**What the task requires**
Recast each line of the material below as an item in a numbered list, omitting blank lines and leaving the pictures out of the answer.

»»

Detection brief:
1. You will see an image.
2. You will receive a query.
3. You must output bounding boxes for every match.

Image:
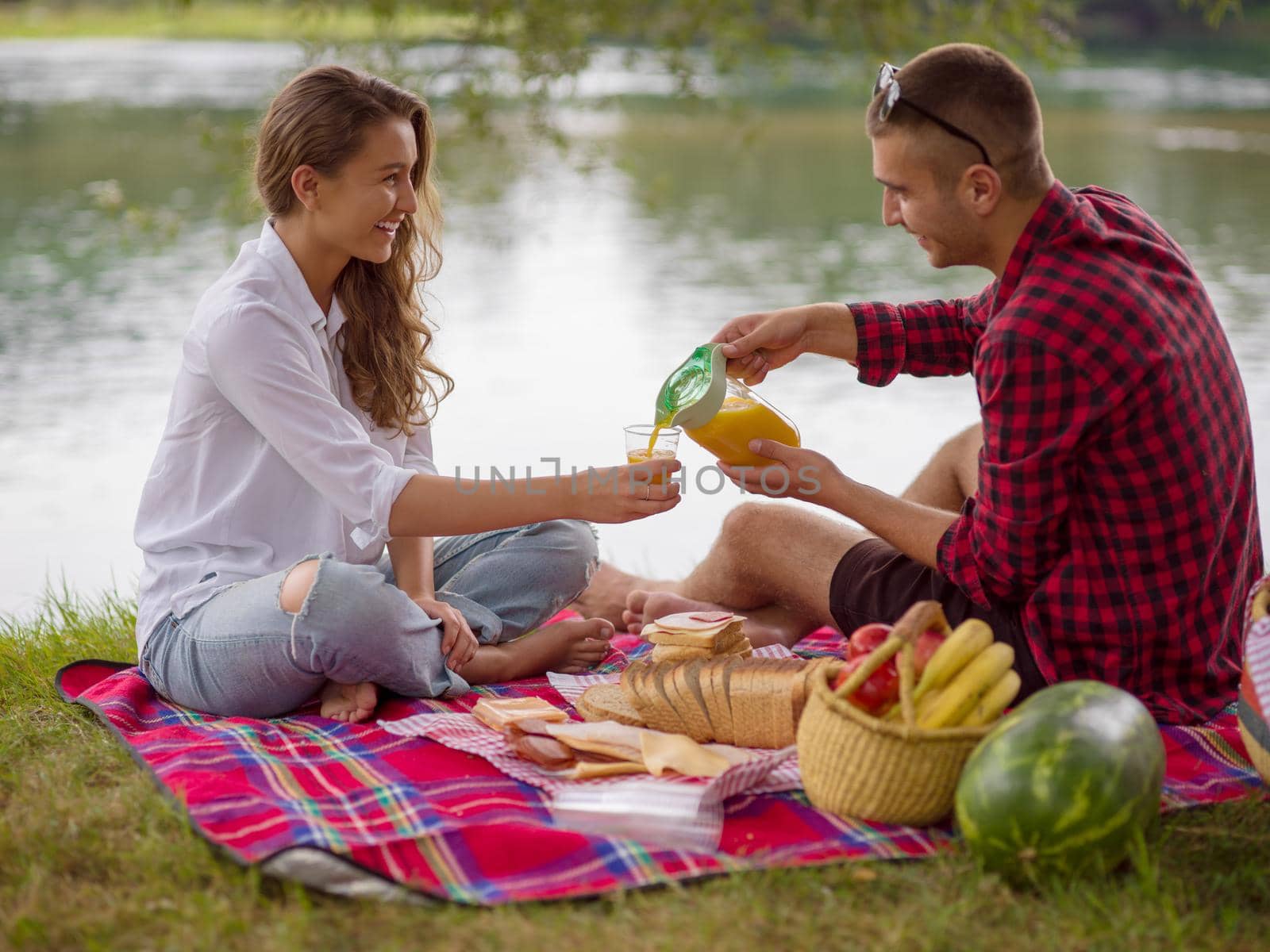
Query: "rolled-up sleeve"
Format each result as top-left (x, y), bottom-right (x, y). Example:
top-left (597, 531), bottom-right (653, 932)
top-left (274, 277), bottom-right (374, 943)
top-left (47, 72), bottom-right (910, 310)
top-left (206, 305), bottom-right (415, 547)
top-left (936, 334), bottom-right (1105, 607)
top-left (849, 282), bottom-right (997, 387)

««

**Complete answer**
1. Detection brief:
2. 1. You will see an image.
3. 2. You will receive a query.
4. 3. You must output bounding boxes for every match.
5. Image:
6. Query: "rolled-up sleeve"
7. Format each result as top-left (x, y), bottom-right (x, y). Example:
8. top-left (597, 531), bottom-right (653, 932)
9. top-left (274, 277), bottom-right (374, 943)
10. top-left (47, 72), bottom-right (910, 310)
11. top-left (206, 305), bottom-right (415, 547)
12. top-left (936, 334), bottom-right (1105, 607)
13. top-left (849, 282), bottom-right (997, 387)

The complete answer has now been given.